**TASK OBJECTIVE**
Copy out every line of the data exactly.

**EXCERPTED RECORDS**

================

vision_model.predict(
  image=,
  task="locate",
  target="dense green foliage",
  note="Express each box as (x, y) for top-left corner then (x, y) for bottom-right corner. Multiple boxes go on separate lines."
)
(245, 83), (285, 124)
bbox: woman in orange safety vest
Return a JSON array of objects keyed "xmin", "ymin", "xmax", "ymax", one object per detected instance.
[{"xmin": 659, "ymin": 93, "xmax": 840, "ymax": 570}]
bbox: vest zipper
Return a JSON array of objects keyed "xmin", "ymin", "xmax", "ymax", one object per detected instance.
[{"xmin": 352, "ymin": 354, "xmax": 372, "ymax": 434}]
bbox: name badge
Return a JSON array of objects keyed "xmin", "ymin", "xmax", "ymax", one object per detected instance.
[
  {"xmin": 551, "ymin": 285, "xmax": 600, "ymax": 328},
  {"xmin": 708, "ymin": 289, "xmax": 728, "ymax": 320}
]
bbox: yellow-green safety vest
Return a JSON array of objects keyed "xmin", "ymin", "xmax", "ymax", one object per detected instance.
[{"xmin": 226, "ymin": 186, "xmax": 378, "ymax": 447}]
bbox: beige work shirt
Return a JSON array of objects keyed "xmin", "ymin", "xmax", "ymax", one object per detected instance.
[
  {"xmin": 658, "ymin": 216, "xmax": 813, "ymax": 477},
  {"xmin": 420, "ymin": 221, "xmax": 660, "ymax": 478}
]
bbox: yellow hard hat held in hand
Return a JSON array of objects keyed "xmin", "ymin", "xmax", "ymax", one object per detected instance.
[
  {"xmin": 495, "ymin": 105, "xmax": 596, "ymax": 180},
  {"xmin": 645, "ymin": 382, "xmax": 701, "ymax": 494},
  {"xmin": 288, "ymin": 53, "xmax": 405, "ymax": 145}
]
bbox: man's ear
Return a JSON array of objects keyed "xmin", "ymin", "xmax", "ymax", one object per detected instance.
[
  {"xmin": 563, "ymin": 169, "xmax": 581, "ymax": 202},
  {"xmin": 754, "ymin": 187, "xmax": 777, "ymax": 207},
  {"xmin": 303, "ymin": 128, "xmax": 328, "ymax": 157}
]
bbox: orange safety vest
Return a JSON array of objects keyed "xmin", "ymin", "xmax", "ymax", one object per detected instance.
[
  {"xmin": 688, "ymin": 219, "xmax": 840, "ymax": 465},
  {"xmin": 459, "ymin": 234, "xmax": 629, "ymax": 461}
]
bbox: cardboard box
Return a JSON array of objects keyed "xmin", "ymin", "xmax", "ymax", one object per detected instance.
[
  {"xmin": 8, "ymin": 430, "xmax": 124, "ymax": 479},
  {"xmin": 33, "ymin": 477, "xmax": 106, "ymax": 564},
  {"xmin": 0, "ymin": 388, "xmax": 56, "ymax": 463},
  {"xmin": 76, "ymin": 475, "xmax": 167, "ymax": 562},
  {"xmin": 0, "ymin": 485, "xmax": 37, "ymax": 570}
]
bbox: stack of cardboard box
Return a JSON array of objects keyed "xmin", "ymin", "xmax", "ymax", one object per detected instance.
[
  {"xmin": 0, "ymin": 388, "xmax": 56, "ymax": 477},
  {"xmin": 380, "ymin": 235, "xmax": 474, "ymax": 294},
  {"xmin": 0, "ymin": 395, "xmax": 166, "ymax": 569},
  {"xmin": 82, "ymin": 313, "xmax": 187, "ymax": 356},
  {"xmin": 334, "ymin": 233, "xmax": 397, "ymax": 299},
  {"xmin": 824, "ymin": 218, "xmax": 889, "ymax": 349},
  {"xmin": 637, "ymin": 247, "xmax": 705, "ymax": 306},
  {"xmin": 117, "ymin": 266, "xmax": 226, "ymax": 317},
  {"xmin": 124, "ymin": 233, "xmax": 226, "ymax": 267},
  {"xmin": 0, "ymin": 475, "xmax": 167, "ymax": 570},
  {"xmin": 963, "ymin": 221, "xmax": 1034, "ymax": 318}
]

================

**WORKED SOLUTION**
vision_model.predict(
  image=,
  task="locate",
  target="dense green foliage",
  note="Express each box as (x, y) for top-left corner then (x, y) for bottom-right corner. Multiple boxes go on separate lines."
)
(245, 83), (285, 124)
bbox: woman in orange safety vest
Return a JSON array of objects keyed "xmin", "ymin", "xmax", "ymax", one object per detected instance.
[{"xmin": 659, "ymin": 93, "xmax": 840, "ymax": 570}]
bbox: vest zipper
Return a JSON array of objects keyed "xmin", "ymin", "xmax", "ymax", one object per detected instance.
[{"xmin": 352, "ymin": 354, "xmax": 372, "ymax": 434}]
bbox: name badge
Return a JSON array of objects keyed "xmin", "ymin", "xmax", "ymax", one object per detected instance.
[
  {"xmin": 551, "ymin": 285, "xmax": 600, "ymax": 328},
  {"xmin": 708, "ymin": 289, "xmax": 728, "ymax": 320}
]
bbox: yellow-green safety vest
Return a JSON array of objects keyed "xmin", "ymin", "xmax", "ymax", one object per detected instance.
[{"xmin": 226, "ymin": 186, "xmax": 378, "ymax": 447}]
bbox: beige work shirt
Return a JSON array of objects keyed "xmin", "ymin", "xmax", "ymax", one object per detected instance.
[
  {"xmin": 658, "ymin": 216, "xmax": 813, "ymax": 477},
  {"xmin": 420, "ymin": 221, "xmax": 660, "ymax": 478}
]
bbox: yellow hard hat held in hand
Return a JSON array of objects keyed "xmin", "ymin", "xmax", "ymax", one object per detected instance.
[
  {"xmin": 495, "ymin": 105, "xmax": 596, "ymax": 180},
  {"xmin": 645, "ymin": 382, "xmax": 701, "ymax": 494},
  {"xmin": 288, "ymin": 53, "xmax": 405, "ymax": 145}
]
bbox: man's ear
Return a JSON array of objects keyed "xmin", "ymin", "xmax", "ymax", one object per detected instance.
[
  {"xmin": 563, "ymin": 169, "xmax": 581, "ymax": 202},
  {"xmin": 754, "ymin": 187, "xmax": 777, "ymax": 207},
  {"xmin": 303, "ymin": 128, "xmax": 328, "ymax": 157}
]
bbox: orange safety vest
Return a JSON array of objects keyed "xmin", "ymin", "xmax", "ymax", one object per detected instance.
[
  {"xmin": 688, "ymin": 219, "xmax": 840, "ymax": 465},
  {"xmin": 459, "ymin": 234, "xmax": 629, "ymax": 461}
]
bbox: cardboard box
Return a JSON array of objects keyed "xmin", "ymin", "xmax", "ymax", one object per detected instance.
[
  {"xmin": 8, "ymin": 430, "xmax": 124, "ymax": 479},
  {"xmin": 33, "ymin": 477, "xmax": 106, "ymax": 564},
  {"xmin": 0, "ymin": 388, "xmax": 56, "ymax": 463},
  {"xmin": 76, "ymin": 475, "xmax": 167, "ymax": 562},
  {"xmin": 0, "ymin": 485, "xmax": 37, "ymax": 570}
]
bbox: stack of cardboard box
Return a JSON array of objects keyed "xmin", "ymin", "xmax", "ymax", one object per detected instance.
[
  {"xmin": 0, "ymin": 388, "xmax": 56, "ymax": 477},
  {"xmin": 380, "ymin": 235, "xmax": 474, "ymax": 294},
  {"xmin": 0, "ymin": 395, "xmax": 166, "ymax": 569},
  {"xmin": 82, "ymin": 313, "xmax": 187, "ymax": 356},
  {"xmin": 334, "ymin": 233, "xmax": 397, "ymax": 299},
  {"xmin": 824, "ymin": 218, "xmax": 889, "ymax": 349},
  {"xmin": 637, "ymin": 247, "xmax": 705, "ymax": 306},
  {"xmin": 117, "ymin": 266, "xmax": 226, "ymax": 317},
  {"xmin": 124, "ymin": 233, "xmax": 226, "ymax": 267},
  {"xmin": 0, "ymin": 475, "xmax": 167, "ymax": 570},
  {"xmin": 963, "ymin": 221, "xmax": 1034, "ymax": 318}
]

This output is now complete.